#### Written exercise:
Starting with the line containing "Task: mark the grass" and going through the line containing "[[476, 624], [527, 632], [341, 673]]", write out those lines again, requests included, scaling every point coordinate in the answers by 0.65 and rounding to whole numbers with halves rounded up. Leave the numbers in the requests and their format samples unchanged.

#####

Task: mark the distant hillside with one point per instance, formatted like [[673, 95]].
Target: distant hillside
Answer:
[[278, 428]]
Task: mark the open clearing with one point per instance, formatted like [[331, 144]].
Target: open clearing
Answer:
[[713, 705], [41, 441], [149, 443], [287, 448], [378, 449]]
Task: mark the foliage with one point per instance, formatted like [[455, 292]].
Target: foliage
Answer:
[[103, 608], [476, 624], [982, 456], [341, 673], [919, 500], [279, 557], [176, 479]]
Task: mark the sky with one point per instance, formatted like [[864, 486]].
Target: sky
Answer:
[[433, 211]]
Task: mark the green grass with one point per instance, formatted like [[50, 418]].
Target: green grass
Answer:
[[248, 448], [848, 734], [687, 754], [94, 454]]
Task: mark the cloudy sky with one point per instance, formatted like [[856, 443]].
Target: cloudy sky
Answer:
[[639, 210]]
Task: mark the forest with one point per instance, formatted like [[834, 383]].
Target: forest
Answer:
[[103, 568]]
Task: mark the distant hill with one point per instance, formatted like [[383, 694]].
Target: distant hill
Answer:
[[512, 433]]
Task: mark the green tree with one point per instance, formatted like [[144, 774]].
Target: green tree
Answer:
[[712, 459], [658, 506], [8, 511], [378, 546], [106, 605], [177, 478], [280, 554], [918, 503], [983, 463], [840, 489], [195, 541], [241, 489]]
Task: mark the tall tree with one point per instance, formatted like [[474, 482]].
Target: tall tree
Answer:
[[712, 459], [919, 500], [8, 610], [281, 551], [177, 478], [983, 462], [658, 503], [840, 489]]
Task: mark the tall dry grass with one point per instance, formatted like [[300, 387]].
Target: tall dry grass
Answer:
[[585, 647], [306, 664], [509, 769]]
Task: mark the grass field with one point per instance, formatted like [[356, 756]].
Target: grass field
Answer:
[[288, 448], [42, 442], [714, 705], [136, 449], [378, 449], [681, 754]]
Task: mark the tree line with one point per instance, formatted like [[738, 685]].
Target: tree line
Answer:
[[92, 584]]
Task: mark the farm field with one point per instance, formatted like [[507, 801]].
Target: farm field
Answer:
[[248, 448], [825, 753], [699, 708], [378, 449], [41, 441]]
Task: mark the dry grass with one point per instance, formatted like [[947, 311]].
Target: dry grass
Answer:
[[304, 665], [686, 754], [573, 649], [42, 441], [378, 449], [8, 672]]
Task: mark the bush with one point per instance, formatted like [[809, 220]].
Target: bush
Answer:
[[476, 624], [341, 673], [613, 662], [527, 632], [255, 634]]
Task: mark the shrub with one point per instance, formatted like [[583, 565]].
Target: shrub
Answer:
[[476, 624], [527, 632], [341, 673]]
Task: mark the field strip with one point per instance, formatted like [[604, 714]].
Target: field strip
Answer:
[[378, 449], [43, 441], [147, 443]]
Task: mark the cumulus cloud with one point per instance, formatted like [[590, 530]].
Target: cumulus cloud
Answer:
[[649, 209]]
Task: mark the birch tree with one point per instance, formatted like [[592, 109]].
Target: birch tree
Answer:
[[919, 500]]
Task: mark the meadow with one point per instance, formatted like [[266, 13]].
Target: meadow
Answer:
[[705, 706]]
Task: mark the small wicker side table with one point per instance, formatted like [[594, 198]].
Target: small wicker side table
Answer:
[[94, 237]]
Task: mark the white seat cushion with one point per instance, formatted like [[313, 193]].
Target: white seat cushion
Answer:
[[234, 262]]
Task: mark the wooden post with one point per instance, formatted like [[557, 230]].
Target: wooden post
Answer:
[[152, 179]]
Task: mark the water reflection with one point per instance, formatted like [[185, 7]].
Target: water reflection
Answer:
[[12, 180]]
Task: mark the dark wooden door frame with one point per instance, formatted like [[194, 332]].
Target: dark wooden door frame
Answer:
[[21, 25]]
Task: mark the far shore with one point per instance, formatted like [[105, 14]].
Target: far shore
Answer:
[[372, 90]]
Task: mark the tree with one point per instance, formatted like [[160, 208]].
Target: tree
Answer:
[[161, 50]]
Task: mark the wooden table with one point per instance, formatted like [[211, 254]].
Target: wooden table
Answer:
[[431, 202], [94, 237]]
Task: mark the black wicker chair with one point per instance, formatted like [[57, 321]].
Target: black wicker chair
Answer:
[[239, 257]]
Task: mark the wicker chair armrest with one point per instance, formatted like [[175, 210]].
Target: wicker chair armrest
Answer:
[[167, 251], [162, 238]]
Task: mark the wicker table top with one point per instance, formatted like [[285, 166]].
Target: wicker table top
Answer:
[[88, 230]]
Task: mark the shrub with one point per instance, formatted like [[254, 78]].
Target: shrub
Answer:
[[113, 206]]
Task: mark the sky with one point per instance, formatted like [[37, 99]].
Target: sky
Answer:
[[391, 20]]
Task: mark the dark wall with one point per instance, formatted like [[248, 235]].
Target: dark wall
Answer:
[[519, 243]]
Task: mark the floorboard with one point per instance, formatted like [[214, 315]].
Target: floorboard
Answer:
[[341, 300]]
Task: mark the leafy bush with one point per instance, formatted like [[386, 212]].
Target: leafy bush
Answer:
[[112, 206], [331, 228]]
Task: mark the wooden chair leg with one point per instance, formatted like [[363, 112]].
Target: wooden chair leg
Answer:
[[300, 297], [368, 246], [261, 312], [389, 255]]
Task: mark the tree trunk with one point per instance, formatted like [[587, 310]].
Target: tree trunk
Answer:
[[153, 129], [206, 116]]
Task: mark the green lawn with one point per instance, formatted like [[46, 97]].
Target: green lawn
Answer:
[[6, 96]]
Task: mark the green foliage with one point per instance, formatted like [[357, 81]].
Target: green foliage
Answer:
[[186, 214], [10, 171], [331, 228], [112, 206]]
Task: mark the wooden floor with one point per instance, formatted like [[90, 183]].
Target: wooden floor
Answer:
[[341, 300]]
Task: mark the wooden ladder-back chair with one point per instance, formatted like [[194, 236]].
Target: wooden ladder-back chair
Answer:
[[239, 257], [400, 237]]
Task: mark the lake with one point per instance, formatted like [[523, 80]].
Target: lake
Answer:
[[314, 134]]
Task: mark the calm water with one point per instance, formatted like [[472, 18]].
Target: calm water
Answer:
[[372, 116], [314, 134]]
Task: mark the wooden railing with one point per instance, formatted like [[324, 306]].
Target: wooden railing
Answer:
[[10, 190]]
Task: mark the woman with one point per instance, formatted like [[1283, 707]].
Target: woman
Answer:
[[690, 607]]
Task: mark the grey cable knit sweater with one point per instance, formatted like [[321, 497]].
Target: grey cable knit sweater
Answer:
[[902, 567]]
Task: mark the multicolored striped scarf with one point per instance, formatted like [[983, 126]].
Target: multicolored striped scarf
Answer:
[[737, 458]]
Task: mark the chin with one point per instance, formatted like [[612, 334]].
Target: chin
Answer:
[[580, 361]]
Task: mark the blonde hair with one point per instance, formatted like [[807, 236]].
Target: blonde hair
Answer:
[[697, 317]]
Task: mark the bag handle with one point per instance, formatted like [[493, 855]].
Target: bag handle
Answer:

#####

#### Correct answer:
Task: mark the grass field with one point per instance, formatted like [[356, 756]].
Target: grass field
Answer:
[[187, 291], [27, 287], [464, 458], [88, 292], [246, 292], [443, 490]]
Task: mark the tree line with one point per instance, formatted like [[738, 685]].
Target: tree line
Answer:
[[60, 380]]
Task: mark the farm field with one point per instance, formatted like [[507, 801]].
Target: farm field
Answer:
[[161, 291], [536, 489], [454, 460], [246, 292], [27, 287]]
Task: mark the dry grass with one point per instance, formatted like [[947, 311]].
Target: dry grass
Answer:
[[198, 432], [446, 490], [372, 422], [27, 287], [246, 292], [5, 437]]
Task: mark the bush with one point per instance, formatted like [[809, 220]].
Target: bush
Answer:
[[309, 406], [222, 437], [398, 430], [343, 411], [166, 412]]
Task: mark the shrub with one point per instance, formatted like [[583, 565]].
Target: shrub
Answer:
[[309, 406], [343, 411], [222, 437]]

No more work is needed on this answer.